## [Work to be completed]
Restate the records in full, keeping every word as it is.

## [Data shown]
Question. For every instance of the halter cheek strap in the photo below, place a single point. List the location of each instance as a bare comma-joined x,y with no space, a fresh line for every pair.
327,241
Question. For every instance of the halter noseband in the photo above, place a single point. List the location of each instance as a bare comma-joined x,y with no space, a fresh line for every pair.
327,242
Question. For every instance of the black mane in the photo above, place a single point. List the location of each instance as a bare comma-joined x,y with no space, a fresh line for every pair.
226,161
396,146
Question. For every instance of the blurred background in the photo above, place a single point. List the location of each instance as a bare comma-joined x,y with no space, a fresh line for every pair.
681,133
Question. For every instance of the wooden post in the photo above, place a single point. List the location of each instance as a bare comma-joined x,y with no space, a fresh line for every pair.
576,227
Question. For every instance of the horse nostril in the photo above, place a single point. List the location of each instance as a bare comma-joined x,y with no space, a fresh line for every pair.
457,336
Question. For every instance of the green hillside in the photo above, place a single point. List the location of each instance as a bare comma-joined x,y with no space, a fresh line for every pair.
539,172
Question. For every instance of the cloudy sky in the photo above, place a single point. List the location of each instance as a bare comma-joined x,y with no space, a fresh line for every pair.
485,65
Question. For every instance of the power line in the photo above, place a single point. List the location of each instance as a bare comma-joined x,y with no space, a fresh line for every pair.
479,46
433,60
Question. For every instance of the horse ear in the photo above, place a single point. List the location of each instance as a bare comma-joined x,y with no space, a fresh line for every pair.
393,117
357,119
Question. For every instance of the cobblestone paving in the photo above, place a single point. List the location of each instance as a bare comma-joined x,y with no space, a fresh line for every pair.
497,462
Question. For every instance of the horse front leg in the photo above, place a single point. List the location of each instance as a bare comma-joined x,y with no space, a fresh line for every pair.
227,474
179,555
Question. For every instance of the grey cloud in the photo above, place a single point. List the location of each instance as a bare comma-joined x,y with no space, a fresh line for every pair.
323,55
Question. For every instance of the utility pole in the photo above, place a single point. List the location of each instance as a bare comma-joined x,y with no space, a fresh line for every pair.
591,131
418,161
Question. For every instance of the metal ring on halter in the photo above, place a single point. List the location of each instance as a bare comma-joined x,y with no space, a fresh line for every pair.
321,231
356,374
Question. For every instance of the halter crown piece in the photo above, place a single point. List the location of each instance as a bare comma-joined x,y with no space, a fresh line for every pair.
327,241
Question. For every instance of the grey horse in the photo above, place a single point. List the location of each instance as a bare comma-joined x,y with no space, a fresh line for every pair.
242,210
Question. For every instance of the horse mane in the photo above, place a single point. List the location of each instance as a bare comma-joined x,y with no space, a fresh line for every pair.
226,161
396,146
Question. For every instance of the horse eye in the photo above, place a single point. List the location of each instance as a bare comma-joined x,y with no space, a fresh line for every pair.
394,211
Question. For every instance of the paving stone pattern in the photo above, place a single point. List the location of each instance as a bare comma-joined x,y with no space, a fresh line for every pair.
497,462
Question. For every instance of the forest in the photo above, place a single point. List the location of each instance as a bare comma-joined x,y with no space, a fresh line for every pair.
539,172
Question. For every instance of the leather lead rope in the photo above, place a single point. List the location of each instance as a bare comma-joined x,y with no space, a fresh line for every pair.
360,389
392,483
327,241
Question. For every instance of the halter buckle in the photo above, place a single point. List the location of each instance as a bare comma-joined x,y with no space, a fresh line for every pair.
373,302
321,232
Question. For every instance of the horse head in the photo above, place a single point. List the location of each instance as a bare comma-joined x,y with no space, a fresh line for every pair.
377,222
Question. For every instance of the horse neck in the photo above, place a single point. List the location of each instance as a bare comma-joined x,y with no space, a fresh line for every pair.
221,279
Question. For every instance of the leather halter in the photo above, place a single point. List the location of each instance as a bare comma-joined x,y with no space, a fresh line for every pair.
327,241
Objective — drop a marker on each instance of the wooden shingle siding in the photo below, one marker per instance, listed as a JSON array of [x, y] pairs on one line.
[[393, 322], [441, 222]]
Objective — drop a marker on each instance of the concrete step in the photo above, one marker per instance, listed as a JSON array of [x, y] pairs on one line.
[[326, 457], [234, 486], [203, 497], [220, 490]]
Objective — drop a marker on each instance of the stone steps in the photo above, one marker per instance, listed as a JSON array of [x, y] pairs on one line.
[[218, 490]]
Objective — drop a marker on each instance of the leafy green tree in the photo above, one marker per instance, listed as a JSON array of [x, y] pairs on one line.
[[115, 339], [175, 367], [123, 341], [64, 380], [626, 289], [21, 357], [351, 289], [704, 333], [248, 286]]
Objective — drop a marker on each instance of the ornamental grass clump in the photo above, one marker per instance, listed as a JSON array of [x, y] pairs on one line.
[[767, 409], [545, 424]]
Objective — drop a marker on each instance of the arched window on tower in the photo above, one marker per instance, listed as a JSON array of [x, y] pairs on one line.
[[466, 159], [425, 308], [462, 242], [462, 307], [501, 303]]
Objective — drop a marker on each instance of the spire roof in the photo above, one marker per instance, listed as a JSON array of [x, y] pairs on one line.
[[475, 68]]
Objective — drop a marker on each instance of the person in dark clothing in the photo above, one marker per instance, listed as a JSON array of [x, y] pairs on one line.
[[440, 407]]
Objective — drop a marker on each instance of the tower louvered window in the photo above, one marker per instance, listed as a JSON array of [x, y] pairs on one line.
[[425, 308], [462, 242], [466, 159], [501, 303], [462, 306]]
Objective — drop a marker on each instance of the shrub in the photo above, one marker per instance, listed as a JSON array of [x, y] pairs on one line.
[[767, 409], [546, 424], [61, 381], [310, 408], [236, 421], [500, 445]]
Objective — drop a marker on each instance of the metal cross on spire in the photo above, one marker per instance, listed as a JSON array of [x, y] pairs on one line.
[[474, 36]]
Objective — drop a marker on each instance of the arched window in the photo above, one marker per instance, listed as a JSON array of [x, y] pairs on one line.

## [Answer below]
Question. For every instance of the halter cheek strap in the photo below, place a single point. List the location of each instance as a bare comma-joined x,y with no space, a fresh line for every pair.
327,241
Question. For every instance of the halter noseband in the photo above, place a single point. List the location of each instance as a bare comma-joined x,y with no space, a fresh line for every pair.
327,242
Question. For every instance of the black mane in the photo above, place a single point. List the location of each instance as a bare comma-joined x,y with no space, a fresh line for every pair.
226,161
396,146
Question. For every instance of the blurred background in the photo above, place a single point. List the location of each instance as a bare comma-joined x,y with no space, a fresh line for every pair.
681,133
Question. For every instance of the wooden post in the photo above, place a single point. List the location of each instance as a bare comma-joined x,y with no space, a fresh line for every pair.
576,227
Question. For every instance of the horse nostril in the photo above, place a single point. List the location of each instance as a bare comma-joined x,y with no space, a fresh line for every pair.
457,336
Question. For every instance of the green hillside in the photo above, place a single point. List the location of each instance as a bare comma-joined x,y with no space, a fresh line for every pair.
539,172
Question. For every instance of the cloudy sky in the photo above, place a single point. List the location of each instance as a bare comma-joined x,y with no space, a fresh line for every pair.
485,65
Question. For every instance of the power line in the photo above, place a single point. List the location of each instance as a bare comma-joined x,y with no space, a fresh line for every pair.
479,46
433,60
Question. For every instance of the horse ear in the photo above, place a single point. List the location of each instance as a bare comma-joined x,y with no space, a fresh line for every pair.
393,117
357,119
Question. For every instance of the cobblestone paving in the photo above, place a single point. List the location of each instance as a bare comma-joined x,y with no space, a fresh line for every pair.
497,462
Question. For every instance of the horse front leg in the photo above, place a single point. List the location of each instance as a bare comma-joined x,y with no space, a fresh line for every pair.
227,474
179,555
Question. For every instance of the grey cloud in the photo above, place a single point. List the location of each instance as a bare comma-joined x,y with no space, a fresh line for every pair.
323,55
Question. For every instance of the utility pole in the photo above, place a single point. List the location of each instance as a bare comma-joined x,y with no space, a fresh line for every pair.
591,131
418,161
Question. For every instance of the metal ring on halter in the photo above, place a single point. List the location of each instance as a bare comma-joined x,y with no space, a fresh line for every pair.
321,231
356,374
Question. For every instance of the halter crown piece in the photo above, place a single point. List the location of each instance as a bare comma-joined x,y with no space, a fresh line for every pair.
327,241
Question. For every instance of the grey horse in the photo above, place a single point. List the location of each instance as a bare comma-joined x,y with no space, a fresh line for every pair.
242,210
Question. For every instance of the horse mane in the photo above, place a single point. List the location of each instance as a bare comma-joined x,y with no space, a fresh line for every pair.
226,161
396,146
Question. For every instance of the horse eye in the photo above, place a single point. List the location of each instance as a bare comma-joined x,y with no space, a fresh line for every pair.
394,211
Question. For every instance of the paving stone pattern in the photo above, place a single point. List the location of each instance as a bare comma-joined x,y with no space, a fresh line for every pair.
497,462
Question. For every instance of the forest in the photo above, place a single point. List the location of each instance as a bare comma-joined x,y with no space, a fresh line for every pair.
539,172
Question. For every instance of the leather lead rope in the photo above, place a single point. List the location of each instance as a bare comma-joined x,y with no space, a fresh line for every pair.
360,389
392,483
327,241
Question. For every instance of the halter buckle in the photo above, place a single point. List the location of each instance as a bare comma-joined x,y with no space, a fresh line for every pair.
373,302
321,232
Question. For every instance of the horse head in the photo above, place a single point. List the location of each instance as a bare comma-joined x,y with no space, a fresh line for every pair.
377,222
Question. For every instance of the horse neck in the photo above, place a single point. List the location of each instance as a bare comma-joined x,y with no space, a fresh line for every pair.
221,279
Question. For every instance of the leather halter in the photo above, place a single point. List the location of each instance as a bare comma-joined x,y with no space, a fresh line for every pair.
327,241
Objective — drop a marker on each instance of the wooden shingle siding in the photo below, one marker per instance, listed as a JSON array of [x, y] pairs on one line.
[[393, 322], [441, 222]]
Objective — drop a marker on each instance of the concrete step in the photo above, one marker per instance, listed as a JSON array of [x, y] pairs on one line.
[[326, 457], [234, 486], [203, 497], [220, 490]]
Objective — drop a marker on each instance of the stone steps in the photo above, one marker per instance, listed as a JSON array of [x, y] pairs on one line.
[[218, 490]]
Objective — drop a marker on each instance of the leafy green tree in the photo above, one marker per instance, listed as a JSON array of [x, y] pairs on one line.
[[115, 339], [175, 367], [123, 341], [64, 380], [626, 289], [21, 357], [351, 289], [704, 333], [248, 286]]
Objective — drop a marker on each instance of the ornamental grass clump in the photo above, one marker per instance, listed as a JSON array of [x, y] pairs on one line.
[[767, 409], [545, 424]]
Objective — drop a marker on each instance of the arched window on tower in the photo above, one marker per instance, listed as a JSON array of [x, y] pairs on one line.
[[466, 159], [425, 308], [462, 242], [462, 307], [501, 303]]
Objective — drop a marker on each instance of the spire roof in the photo above, one marker per instance, listed as a JSON array of [x, y] pairs on one line.
[[475, 68]]
Objective — drop a marker on each instance of the person in dark clothing in the photo above, one marker per instance, listed as a JSON array of [x, y] pairs on one line.
[[440, 407]]
Objective — drop a marker on each instance of the tower louvered window in the photo above, one marker per instance, listed as a JSON array of [x, y] pairs on one line.
[[425, 308], [462, 242], [466, 159], [501, 303], [462, 306]]
Objective — drop a marker on each instance of the shrub in the photo above, one marker per instance, listed as a JSON array of [x, y] pairs on one line.
[[767, 409], [546, 424], [61, 381], [310, 408], [236, 421], [500, 445]]
Objective — drop a marker on each instance of the metal cross on spire in the photo above, one marker per instance, listed as a JSON array of [x, y] pairs on one line.
[[474, 36]]
Objective — drop a marker on each instance of the arched window in the photo above, one marker per instance, listed as a JSON array of [x, y] pairs on one line.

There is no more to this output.